* _How to complete this task_: Find the word "written" in the data, then copy each line where it is found.
===============
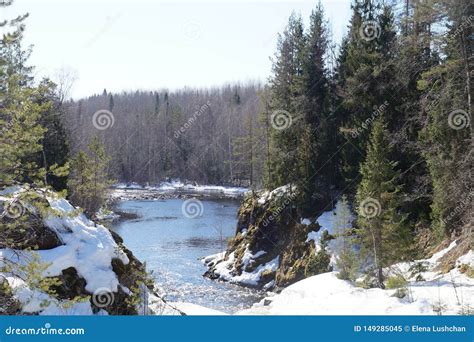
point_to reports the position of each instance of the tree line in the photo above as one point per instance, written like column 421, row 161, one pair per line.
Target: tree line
column 384, row 119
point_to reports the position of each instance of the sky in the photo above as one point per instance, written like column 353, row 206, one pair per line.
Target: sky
column 152, row 44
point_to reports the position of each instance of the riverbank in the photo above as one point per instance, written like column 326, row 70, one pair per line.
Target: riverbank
column 175, row 190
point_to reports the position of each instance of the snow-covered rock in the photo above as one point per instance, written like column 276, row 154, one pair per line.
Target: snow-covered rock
column 89, row 260
column 325, row 294
column 272, row 246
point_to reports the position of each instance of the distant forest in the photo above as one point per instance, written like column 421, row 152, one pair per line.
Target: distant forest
column 401, row 77
column 207, row 136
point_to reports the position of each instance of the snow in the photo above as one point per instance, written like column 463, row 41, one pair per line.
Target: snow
column 86, row 246
column 196, row 310
column 467, row 259
column 36, row 301
column 325, row 294
column 248, row 257
column 306, row 221
column 266, row 196
column 178, row 185
column 224, row 268
column 328, row 221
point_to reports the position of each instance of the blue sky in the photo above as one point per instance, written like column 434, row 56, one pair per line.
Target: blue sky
column 144, row 44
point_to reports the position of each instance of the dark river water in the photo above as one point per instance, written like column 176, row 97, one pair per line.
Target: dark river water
column 171, row 243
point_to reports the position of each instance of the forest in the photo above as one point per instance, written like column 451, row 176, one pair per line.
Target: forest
column 396, row 98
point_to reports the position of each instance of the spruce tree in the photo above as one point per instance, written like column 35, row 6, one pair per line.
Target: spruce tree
column 89, row 180
column 382, row 228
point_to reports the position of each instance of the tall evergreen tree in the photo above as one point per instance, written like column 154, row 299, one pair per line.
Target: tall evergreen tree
column 383, row 232
column 286, row 103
===============
* _Result below_:
point_to reports the position of each instance of the tree line in the photo above as one point per instance, written like column 421, row 161, one pair per line.
point_to reports the position of each instance of the sky in the photo above as one point per instance, written like column 353, row 206, one pair per line.
point_to reports the position of each instance of the riverbank in the photo above as one point per instance, written like column 326, row 70, one pair per line.
point_to reports the position of each instance of the snow-covered rock in the photo above as one point per instance, written like column 276, row 154, one pair per line.
point_to reports the position of each instance of the distant forest in the photo above as one point per instance, written like column 421, row 152, one pair per line.
point_to reports the position of each instance of the snow in the photo above as one point per instance, written like column 463, row 41, one pair per line.
point_to reports the position of each instance of the blue sky in the photo above as one point per instance, written like column 434, row 56, one pair per line.
point_to reports the position of each instance of the dark river water in the photo above as one point per instance, written like column 176, row 97, one pair per line.
point_to reports the position of each instance of the forest in the photo above as one point per instance, written like column 451, row 176, one pair per line.
point_to reports the position of each instance of the spruce tree in the photo above as one point per instance, written like column 35, row 6, one pair per line.
point_to reports the position of each instance of the tall evergreen tree in the photo above as one point per instance, written like column 154, row 299, one pair per line.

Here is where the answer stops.